• [What is required]: Every line of the data is to be reproduced exactly.

Data items
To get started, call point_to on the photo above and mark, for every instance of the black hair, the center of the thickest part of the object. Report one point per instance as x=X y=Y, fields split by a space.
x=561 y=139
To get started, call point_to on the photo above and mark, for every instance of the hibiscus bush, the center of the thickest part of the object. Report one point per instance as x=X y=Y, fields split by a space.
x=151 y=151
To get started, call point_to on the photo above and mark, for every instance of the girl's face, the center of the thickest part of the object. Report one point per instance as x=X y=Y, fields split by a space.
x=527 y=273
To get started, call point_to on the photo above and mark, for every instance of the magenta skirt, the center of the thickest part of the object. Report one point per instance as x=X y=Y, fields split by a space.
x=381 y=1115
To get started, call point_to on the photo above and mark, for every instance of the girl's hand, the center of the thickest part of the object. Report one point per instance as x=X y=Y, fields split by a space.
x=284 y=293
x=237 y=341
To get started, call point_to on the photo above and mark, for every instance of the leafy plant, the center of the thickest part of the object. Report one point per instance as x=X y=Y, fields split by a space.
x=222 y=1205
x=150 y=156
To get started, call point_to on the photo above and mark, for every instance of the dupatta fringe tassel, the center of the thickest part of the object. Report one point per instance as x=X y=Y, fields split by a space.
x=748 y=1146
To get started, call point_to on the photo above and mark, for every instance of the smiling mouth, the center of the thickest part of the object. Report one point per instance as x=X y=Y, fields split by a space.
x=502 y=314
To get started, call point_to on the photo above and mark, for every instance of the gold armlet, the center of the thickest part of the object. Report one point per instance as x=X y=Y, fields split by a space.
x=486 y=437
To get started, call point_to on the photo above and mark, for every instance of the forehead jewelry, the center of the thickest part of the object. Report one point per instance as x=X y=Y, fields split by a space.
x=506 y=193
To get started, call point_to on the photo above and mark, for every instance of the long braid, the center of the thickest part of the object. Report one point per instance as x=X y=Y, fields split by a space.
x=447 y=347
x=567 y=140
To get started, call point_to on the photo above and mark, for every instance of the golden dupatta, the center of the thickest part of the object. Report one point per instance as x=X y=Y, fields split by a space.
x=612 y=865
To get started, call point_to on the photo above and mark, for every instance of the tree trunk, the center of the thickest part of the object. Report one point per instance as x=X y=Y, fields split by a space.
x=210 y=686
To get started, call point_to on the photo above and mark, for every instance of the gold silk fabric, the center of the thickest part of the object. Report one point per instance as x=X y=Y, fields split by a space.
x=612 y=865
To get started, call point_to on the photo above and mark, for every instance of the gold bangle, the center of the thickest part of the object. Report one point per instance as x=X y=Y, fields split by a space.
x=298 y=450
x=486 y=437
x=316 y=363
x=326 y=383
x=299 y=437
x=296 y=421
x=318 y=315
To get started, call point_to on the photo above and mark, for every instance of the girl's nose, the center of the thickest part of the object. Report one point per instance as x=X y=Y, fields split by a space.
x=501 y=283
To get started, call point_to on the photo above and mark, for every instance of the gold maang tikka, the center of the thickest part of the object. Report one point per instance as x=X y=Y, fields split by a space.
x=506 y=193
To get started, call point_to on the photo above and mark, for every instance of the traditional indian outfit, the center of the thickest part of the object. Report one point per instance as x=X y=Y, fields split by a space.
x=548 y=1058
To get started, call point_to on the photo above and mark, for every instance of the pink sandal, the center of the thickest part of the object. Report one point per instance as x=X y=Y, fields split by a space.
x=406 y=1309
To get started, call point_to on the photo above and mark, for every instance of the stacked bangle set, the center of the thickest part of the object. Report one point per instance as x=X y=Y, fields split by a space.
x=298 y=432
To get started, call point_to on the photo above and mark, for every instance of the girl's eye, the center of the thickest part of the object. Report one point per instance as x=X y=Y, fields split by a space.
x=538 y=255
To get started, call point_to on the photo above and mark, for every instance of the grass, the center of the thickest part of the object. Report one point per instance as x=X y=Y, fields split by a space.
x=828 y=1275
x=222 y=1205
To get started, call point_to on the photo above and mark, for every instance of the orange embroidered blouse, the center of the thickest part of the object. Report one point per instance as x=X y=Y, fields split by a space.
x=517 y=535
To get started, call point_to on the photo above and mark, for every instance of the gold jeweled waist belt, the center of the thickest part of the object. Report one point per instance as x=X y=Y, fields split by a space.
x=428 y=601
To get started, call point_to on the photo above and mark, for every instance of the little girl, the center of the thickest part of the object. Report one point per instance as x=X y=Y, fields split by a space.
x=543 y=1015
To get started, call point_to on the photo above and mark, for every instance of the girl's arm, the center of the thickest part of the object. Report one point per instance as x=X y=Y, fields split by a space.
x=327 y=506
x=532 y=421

• [Exercise solution]:
To get started, call point_to on the photo above and mark, for every instance of the black hair, the center of the thickest part of the object. Report one point per instance as x=X y=Y, fields split by a space.
x=561 y=139
To get started, call point_to on the photo above and mark, for every instance of the hibiscus bush, the center of the thickest part of the object. Report one point per instance as x=X y=Y, fields split by a space.
x=151 y=151
To get started, call point_to on the photo above and mark, for every instance of the girl's face, the center of the thickest part of the object. Report one point per instance as x=X y=Y, fields split by a space.
x=527 y=273
To get started, call point_to on the photo above and mark, for every instance of the magenta skirt, the center of the thickest part of the object. Report one point per instance as x=X y=Y, fields split by a space.
x=381 y=1115
To get started, call point_to on the photo above and mark, for every instance of the girl's hand, the center of the thickest part of the object. Report one point per instance as x=X y=Y, fields split by a space.
x=284 y=293
x=237 y=341
To get started, call point_to on the photo above and mark, for every instance of the leafy plant, the center of the thickest part of the object. Report one point per instance as x=X y=Y, fields split by a space.
x=222 y=1205
x=150 y=156
To get started, call point_to on the photo above and mark, for every instance of the dupatta fringe tassel, the center of the thickest part of the object. Report one point per instance as x=X y=Y, fields split by a space.
x=748 y=1146
To get started, call point_to on the photo above and mark, for every instance of the smiling mouth, the center of the thickest part of the object. Report one point per instance as x=X y=Y, fields split by a space.
x=502 y=314
To get started, call point_to on the photo above and mark, for every instance of the gold armlet, the center of the thickest part of the object. Report one point per instance as x=X y=Y, fields split by a space.
x=486 y=437
To get started, call point_to on the photo above and mark, for every instance of the forehead jewelry, the center of the thickest part of the object. Report one point per instance as x=X y=Y, fields split by a space.
x=506 y=193
To get started, call point_to on the photo above and mark, for every instance of the long braid, the center of the thickest part of the object. Report one point per instance as x=X y=Y, fields split by a space.
x=447 y=347
x=567 y=140
To get started, call point_to on the photo above and mark, for every instance of the golden dupatta, the center of the thickest part of the object. Report one point per instance as x=X y=Y, fields split by a space.
x=612 y=865
To get started, call point_to on the photo above and mark, for every instance of the tree trunk, the center of the thickest part of the object. Report one point per instance as x=X y=Y, fields split by a space.
x=210 y=686
To get started, call point_to on the photo above and mark, for every instance of the gold silk fabric, the center of the thickest part of the object. Report one point per instance as x=X y=Y, fields split by a space.
x=612 y=865
To get started, call point_to on the photo above and mark, for every instance of the gold bangle, the center of the thickest part of the object. Report one point per instance as x=X y=Y, fields split by a space.
x=298 y=450
x=486 y=437
x=316 y=363
x=326 y=383
x=299 y=437
x=296 y=421
x=318 y=315
To get started, call point_to on the photo above and mark, for every instance of the girl's nose, the center of the thickest part of the object. Report one point per instance as x=X y=Y, fields split by a space.
x=501 y=283
To get started, call point_to on the photo above and mark, for every instance of the gold maang tikka, the center of the thickest part of the object. Report one point per instance as x=X y=Y, fields split by a space.
x=506 y=193
To get started, call point_to on the photo above and mark, for every instance of the traditional indian outfit, the center of the thickest part of the object. Report one point per instance as x=X y=Y, fields split by a space.
x=548 y=1058
To get started, call point_to on the photo above and mark, for every instance of the pink sandal, the center of the thickest part of the object. Report one point per instance as x=X y=Y, fields split by a space.
x=406 y=1309
To get started, call point_to on the photo above and mark, for every instance of the stacked bangle set, the center of the thickest part of the object. Report one point per instance as x=X y=Y, fields split by a space.
x=298 y=432
To get started, call point_to on the photo above and mark, for every instance of the girl's eye, the center of the thickest part of the object. Report one point per instance as x=X y=Y, fields split by a space.
x=538 y=255
To get started, call point_to on the photo above and mark, for every instance of the grass, the center of the thickest part of the object. Report one point per instance as x=X y=Y, fields split by a space.
x=828 y=1275
x=222 y=1205
To get started, call point_to on the photo above and mark, for every instance of the orange embroidered blouse, the center of the thickest part of the object. Report one point per instance as x=X y=Y, fields split by a space.
x=517 y=535
To get started, call point_to on the photo above and mark, for every instance of the gold jeweled waist belt, the center of the thickest part of the object. Report one point per instance as x=X y=Y, fields split by a space.
x=428 y=601
To get started, call point_to on the photo above and mark, for every instance of the little girl, the center of the thickest part of the object. Report one point per instance as x=X y=Y, fields split by a space.
x=543 y=1015
To get started, call point_to on the photo above and mark, for every instance of the girl's arm, the center of the thickest part of the object. Report one point per instance as x=X y=Y, fields split by a space.
x=327 y=506
x=532 y=421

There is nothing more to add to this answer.